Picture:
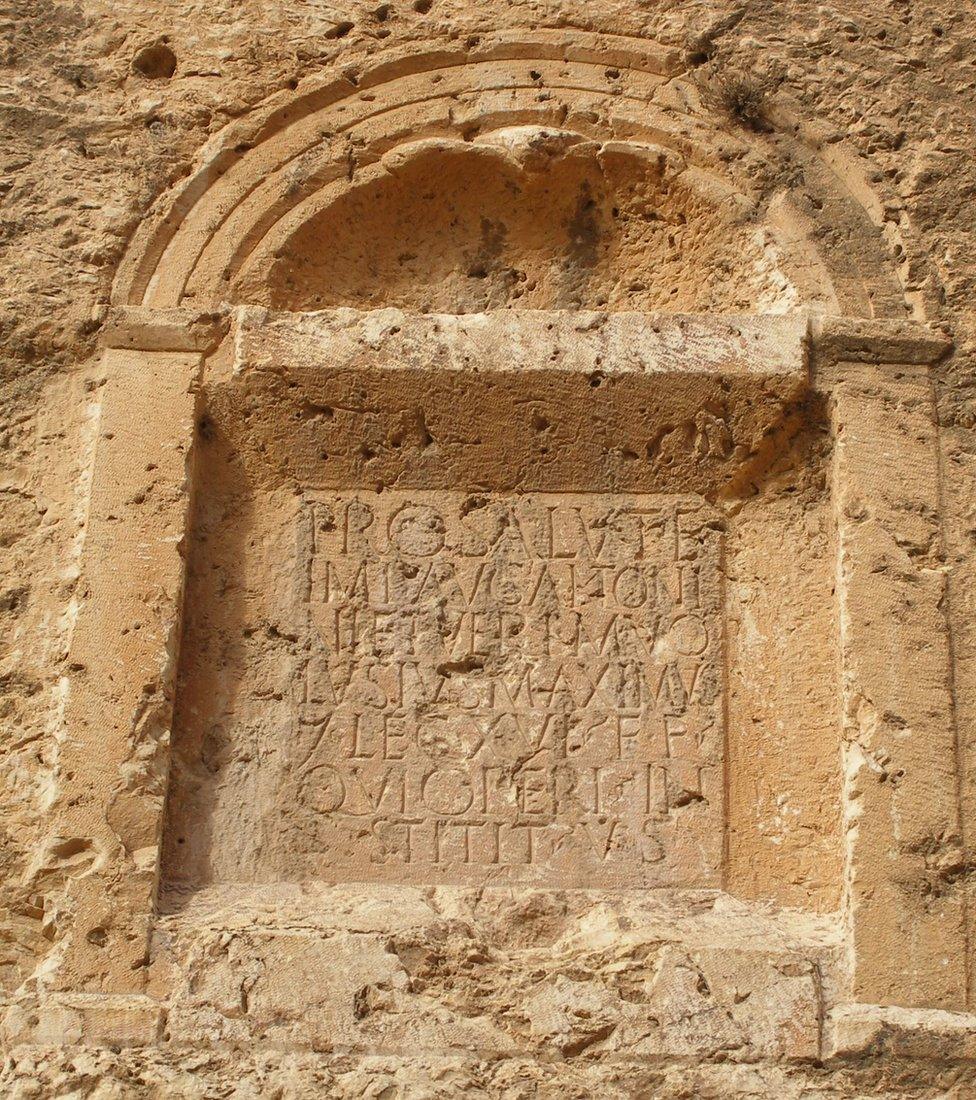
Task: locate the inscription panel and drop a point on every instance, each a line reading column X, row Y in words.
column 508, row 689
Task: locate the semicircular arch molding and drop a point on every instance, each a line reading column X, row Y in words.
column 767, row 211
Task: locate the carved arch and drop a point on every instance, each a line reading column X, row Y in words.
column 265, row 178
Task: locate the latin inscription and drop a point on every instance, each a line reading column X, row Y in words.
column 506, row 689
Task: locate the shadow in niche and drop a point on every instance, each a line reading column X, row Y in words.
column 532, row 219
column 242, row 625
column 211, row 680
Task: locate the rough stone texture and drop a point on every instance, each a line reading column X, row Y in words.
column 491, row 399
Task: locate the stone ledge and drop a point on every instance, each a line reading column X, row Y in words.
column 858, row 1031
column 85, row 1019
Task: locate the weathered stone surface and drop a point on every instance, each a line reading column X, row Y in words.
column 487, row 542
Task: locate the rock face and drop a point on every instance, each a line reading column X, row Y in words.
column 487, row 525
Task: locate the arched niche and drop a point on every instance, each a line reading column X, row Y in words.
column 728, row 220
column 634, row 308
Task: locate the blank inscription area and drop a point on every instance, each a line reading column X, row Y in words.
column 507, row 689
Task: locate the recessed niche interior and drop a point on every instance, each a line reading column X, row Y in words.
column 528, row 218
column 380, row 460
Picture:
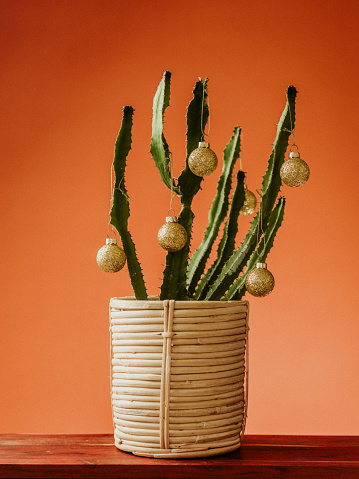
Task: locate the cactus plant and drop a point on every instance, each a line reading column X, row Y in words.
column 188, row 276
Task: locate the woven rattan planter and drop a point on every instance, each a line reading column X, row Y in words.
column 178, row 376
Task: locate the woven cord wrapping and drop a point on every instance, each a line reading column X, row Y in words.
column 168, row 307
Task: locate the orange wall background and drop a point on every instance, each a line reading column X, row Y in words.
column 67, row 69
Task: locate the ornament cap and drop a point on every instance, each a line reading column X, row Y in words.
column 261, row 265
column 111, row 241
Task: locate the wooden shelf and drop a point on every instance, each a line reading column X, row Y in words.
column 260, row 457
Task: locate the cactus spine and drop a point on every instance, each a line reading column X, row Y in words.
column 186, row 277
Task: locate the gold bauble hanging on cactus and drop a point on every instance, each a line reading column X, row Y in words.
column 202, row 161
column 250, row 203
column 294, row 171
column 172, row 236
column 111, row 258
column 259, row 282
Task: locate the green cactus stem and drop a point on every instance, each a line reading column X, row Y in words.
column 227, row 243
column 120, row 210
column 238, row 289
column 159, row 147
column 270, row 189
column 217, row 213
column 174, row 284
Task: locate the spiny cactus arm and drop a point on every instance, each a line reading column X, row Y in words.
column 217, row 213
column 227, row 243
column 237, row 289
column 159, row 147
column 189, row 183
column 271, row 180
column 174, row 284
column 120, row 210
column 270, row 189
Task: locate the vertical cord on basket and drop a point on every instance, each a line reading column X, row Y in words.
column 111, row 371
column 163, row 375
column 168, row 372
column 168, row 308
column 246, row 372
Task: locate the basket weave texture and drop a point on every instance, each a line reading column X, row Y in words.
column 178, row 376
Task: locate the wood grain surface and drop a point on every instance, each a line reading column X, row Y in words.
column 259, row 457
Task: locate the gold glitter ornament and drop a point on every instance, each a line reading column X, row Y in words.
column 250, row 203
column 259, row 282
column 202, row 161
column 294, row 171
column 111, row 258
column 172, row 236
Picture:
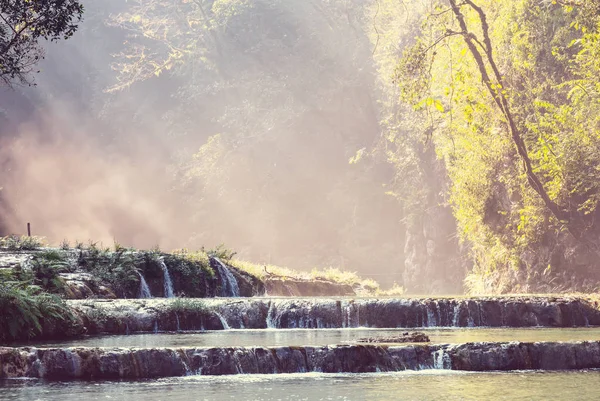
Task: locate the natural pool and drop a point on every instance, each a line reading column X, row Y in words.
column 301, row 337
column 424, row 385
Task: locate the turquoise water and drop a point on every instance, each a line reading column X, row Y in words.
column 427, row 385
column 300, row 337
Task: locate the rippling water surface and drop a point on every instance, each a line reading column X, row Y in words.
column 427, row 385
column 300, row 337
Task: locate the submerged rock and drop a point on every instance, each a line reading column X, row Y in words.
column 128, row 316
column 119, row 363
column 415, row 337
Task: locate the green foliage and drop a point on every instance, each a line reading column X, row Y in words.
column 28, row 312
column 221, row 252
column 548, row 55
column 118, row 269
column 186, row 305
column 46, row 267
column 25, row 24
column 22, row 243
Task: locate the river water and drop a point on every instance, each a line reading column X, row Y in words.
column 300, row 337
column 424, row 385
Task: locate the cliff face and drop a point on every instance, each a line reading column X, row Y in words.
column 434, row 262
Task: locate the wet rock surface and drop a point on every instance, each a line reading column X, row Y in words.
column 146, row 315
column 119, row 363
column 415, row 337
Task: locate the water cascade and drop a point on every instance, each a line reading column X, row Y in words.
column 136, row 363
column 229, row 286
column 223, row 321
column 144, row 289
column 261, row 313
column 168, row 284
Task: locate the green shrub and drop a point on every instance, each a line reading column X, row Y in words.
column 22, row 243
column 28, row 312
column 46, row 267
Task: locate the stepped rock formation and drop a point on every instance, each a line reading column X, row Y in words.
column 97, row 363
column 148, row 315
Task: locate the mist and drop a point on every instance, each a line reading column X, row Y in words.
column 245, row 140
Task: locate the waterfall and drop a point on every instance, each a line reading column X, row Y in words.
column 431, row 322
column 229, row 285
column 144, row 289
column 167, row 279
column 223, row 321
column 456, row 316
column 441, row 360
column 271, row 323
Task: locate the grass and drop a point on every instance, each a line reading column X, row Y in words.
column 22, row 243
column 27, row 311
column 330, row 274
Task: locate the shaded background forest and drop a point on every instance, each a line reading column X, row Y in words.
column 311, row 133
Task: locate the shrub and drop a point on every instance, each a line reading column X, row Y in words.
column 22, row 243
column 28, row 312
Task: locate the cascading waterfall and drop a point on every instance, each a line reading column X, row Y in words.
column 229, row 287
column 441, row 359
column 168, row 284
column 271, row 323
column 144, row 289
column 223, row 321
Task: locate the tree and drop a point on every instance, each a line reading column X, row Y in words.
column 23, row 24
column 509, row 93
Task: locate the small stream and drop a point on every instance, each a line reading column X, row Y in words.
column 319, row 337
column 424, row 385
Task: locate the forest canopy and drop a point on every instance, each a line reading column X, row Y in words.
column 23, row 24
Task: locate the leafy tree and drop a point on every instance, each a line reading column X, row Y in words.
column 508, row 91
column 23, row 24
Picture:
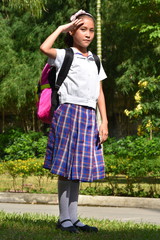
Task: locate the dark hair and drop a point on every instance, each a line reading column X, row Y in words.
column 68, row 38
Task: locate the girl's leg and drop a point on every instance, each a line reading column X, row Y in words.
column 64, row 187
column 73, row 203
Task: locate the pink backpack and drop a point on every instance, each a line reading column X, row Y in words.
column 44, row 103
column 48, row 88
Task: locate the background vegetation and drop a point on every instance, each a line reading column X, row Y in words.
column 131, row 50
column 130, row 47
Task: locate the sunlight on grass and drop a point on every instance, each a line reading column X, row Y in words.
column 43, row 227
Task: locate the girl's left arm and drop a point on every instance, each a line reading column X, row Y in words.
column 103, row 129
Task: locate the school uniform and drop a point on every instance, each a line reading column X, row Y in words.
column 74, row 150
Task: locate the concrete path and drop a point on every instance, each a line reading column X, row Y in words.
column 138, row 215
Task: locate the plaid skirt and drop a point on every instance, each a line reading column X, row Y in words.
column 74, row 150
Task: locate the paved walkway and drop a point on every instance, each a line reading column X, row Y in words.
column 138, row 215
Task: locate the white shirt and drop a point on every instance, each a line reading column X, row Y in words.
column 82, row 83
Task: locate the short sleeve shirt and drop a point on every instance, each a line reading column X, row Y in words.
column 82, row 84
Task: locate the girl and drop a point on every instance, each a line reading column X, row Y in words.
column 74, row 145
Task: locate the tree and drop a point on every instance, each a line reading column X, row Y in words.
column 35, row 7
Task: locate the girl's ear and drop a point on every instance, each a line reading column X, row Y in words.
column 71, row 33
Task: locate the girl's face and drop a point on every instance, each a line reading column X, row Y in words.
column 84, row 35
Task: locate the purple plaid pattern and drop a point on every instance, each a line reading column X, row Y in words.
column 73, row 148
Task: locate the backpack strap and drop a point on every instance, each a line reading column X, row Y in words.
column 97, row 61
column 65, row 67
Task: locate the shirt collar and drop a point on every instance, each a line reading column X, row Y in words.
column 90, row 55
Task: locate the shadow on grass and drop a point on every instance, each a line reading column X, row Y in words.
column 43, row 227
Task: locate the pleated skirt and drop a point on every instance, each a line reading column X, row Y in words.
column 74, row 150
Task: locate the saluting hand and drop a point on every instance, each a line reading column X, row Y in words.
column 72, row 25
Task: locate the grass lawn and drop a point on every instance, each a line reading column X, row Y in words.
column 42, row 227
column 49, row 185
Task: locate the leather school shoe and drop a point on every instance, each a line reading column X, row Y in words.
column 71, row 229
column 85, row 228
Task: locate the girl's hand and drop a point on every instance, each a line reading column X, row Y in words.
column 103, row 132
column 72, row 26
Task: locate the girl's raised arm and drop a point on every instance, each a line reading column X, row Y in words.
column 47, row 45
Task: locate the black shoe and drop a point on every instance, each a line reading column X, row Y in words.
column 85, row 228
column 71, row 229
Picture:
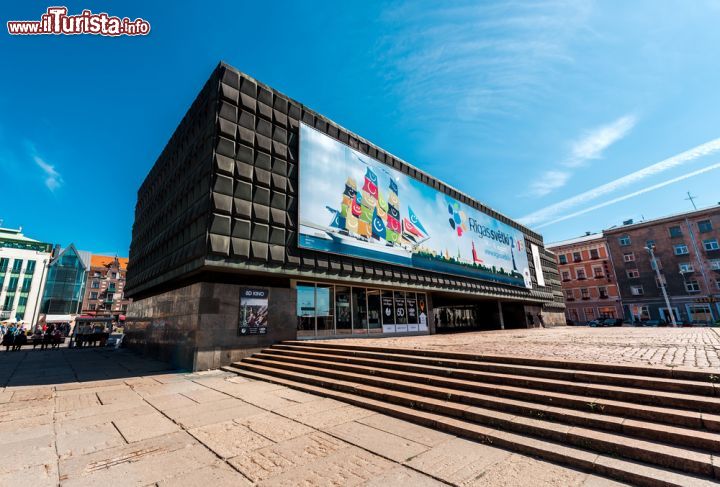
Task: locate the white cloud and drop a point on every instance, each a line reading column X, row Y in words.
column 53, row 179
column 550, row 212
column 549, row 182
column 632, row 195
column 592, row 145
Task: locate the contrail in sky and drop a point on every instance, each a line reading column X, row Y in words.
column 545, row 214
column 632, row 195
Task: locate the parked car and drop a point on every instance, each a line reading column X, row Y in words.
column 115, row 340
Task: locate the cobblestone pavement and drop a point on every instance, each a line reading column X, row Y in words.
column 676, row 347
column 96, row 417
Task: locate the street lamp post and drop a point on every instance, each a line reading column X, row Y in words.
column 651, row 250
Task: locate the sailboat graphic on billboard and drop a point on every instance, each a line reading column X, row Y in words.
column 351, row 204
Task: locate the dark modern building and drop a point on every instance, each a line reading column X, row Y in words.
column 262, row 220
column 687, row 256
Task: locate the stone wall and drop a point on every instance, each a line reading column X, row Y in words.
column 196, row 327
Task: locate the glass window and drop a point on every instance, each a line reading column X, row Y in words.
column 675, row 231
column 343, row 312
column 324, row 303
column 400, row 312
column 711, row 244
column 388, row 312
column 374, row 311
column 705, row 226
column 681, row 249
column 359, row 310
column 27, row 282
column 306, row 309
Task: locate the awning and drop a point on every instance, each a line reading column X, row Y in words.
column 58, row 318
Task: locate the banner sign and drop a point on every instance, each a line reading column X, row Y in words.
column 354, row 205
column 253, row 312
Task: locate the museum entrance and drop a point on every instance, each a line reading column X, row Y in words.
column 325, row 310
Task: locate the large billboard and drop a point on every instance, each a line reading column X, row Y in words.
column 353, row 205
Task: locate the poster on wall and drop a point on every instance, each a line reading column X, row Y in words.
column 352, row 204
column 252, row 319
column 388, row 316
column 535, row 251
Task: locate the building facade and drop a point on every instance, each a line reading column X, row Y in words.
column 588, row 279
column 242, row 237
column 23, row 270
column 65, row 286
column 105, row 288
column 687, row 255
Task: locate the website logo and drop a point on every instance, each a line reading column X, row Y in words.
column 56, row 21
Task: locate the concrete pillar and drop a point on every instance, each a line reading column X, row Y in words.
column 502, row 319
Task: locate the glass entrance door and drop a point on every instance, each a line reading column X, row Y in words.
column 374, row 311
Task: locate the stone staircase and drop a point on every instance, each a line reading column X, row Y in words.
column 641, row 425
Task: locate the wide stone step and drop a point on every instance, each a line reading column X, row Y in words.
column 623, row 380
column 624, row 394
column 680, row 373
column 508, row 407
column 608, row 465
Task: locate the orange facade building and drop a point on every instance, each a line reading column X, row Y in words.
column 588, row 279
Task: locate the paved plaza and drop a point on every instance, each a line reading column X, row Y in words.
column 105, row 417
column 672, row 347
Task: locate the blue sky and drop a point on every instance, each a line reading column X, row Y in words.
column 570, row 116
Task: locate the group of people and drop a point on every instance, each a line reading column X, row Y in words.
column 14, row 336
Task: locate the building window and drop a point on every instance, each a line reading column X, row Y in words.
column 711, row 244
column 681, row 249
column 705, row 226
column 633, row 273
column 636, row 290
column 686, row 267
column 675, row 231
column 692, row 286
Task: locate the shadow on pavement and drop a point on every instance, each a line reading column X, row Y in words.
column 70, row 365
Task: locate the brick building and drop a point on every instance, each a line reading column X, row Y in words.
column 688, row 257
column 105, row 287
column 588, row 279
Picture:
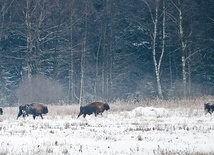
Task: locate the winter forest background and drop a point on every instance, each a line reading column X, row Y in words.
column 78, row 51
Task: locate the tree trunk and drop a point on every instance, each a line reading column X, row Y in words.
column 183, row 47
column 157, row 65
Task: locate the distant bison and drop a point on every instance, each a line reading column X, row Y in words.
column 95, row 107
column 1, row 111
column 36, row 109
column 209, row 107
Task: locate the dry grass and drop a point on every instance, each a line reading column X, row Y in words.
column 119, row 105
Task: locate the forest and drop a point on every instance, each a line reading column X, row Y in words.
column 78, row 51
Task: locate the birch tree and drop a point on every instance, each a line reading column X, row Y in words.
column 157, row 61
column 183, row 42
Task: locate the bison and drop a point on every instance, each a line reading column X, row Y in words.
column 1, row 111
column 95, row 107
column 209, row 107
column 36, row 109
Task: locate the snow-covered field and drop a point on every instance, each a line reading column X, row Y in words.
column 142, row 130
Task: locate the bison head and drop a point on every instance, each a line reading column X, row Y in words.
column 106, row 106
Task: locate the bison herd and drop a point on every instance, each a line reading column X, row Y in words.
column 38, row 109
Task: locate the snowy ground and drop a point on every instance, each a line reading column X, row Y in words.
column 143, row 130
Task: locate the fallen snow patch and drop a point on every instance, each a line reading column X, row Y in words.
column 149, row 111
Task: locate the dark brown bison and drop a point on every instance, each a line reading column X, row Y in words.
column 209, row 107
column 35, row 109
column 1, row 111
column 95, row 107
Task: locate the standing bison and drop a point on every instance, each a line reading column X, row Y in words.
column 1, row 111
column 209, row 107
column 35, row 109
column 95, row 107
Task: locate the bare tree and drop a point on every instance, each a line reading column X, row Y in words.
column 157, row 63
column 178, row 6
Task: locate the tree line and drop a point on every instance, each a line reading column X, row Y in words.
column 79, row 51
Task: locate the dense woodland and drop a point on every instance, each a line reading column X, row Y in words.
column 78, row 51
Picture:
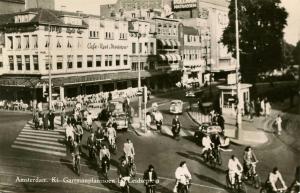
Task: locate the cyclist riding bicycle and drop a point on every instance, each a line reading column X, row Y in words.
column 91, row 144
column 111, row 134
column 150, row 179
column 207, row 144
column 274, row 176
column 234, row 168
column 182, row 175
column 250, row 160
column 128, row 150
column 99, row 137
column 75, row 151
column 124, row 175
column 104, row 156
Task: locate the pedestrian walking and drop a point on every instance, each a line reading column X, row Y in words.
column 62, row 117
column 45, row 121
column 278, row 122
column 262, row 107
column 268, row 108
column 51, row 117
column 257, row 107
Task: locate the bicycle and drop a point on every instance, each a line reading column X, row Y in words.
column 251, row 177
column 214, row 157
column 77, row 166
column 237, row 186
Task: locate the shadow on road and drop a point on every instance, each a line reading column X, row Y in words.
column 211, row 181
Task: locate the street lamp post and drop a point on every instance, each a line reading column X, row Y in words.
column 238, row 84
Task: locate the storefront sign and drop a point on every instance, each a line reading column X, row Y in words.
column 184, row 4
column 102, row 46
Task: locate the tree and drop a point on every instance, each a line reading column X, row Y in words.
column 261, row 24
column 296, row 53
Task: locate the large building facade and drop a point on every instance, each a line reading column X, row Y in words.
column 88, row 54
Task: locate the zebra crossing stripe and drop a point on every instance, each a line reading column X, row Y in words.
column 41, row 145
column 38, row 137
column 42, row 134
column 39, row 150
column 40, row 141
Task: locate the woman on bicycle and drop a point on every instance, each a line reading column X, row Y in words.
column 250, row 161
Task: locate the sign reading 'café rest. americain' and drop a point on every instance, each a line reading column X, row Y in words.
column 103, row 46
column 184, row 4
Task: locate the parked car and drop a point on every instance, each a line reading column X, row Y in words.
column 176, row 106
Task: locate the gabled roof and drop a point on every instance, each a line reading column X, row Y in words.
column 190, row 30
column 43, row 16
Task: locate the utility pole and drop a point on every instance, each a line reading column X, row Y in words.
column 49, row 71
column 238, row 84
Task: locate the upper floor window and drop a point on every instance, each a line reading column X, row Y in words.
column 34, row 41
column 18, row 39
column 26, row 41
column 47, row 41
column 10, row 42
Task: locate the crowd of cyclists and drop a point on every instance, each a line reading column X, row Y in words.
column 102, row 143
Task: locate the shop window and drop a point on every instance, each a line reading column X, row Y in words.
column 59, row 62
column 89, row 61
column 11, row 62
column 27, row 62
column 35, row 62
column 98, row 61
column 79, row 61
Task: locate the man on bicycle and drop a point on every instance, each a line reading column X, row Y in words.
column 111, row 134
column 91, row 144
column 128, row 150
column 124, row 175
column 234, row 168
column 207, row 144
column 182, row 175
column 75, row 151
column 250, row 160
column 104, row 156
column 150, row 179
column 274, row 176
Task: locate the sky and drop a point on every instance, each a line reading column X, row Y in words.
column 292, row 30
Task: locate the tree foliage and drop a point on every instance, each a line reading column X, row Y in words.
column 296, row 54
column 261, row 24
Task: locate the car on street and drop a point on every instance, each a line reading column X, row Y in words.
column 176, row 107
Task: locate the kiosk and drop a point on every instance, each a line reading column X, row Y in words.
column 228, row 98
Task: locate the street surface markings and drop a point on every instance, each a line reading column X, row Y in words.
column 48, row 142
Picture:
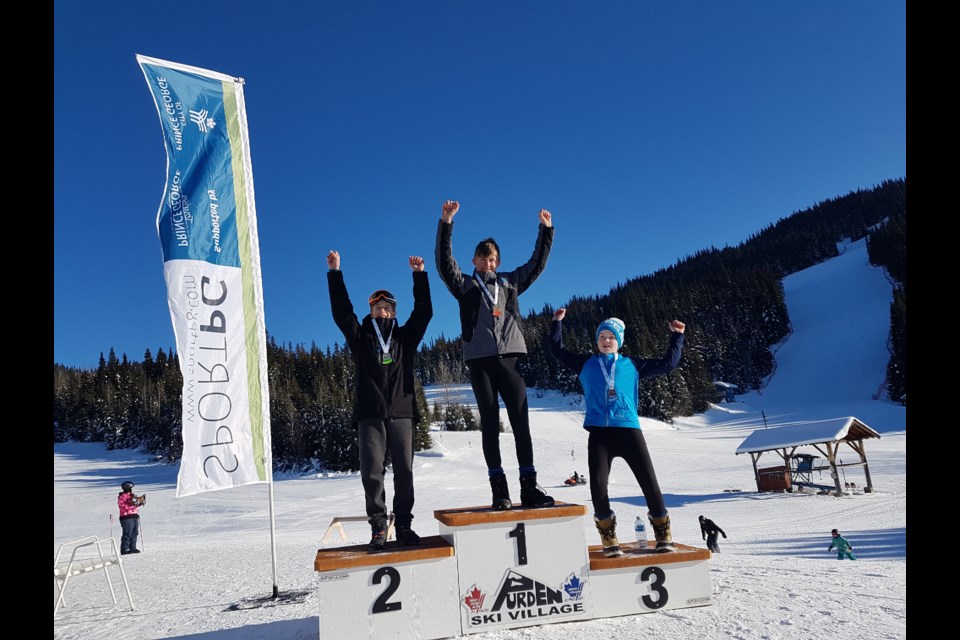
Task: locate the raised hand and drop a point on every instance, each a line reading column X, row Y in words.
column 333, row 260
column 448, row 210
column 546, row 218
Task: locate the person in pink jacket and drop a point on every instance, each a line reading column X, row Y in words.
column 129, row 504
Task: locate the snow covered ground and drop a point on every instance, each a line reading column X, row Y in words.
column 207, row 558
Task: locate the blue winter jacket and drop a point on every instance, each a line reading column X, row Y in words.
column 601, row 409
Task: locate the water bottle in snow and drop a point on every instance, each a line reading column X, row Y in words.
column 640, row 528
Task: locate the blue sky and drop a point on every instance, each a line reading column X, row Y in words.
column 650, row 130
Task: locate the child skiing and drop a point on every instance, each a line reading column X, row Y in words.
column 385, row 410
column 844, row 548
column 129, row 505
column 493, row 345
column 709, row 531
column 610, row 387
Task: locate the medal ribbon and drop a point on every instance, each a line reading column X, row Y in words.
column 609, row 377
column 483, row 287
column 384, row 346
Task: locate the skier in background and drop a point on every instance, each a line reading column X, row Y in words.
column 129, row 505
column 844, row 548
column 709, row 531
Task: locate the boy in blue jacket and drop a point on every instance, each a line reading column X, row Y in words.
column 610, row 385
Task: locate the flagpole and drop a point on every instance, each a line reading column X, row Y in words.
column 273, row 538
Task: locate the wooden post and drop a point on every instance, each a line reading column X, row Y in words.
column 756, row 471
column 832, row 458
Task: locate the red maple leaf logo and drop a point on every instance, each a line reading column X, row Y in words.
○ ○ ○ ○
Return the records word for word, starting from their first line and going up to and including the line with "column 507, row 689". Leave the pictures out of the answer.

■ **Expected answer**:
Picture:
Task: locate the inscription panel and drop a point on every instance, each a line reading column X, row Y in words.
column 508, row 689
Task: locate the semicircular arch molding and drop a point on every instance, each a line reading column X, row Y in words.
column 767, row 211
Task: locate the carved arch and drop a point on every instance, each a line reading column X, row Y in words.
column 265, row 178
Task: locate the latin inscription and drop a point on every instance, each a line reading column X, row Y in words.
column 506, row 689
Task: locate the shadow in niche and drop a point on every instance, each a line reading column X, row Y in words.
column 532, row 219
column 242, row 625
column 211, row 680
Task: locate the rough stone texture and drop a point on every instance, each a line reading column X, row Y in words.
column 491, row 399
Task: locate the stone ledge and drop a point on every instance, each a line reading column X, row Y in words.
column 858, row 1031
column 85, row 1019
Task: locate the weathered stone surface and drop a point on every instance, each a line reading column X, row Y in words.
column 487, row 542
Task: locate the rock face and drop a point on every instance, each a line reading column X, row Y in words.
column 487, row 525
Task: locate the arched niche and drop a point on every instance, each a line reading column X, row Y in words.
column 728, row 220
column 634, row 308
Task: locate the blank inscription area and drop a point on every instance, each a line reading column X, row Y in words.
column 507, row 689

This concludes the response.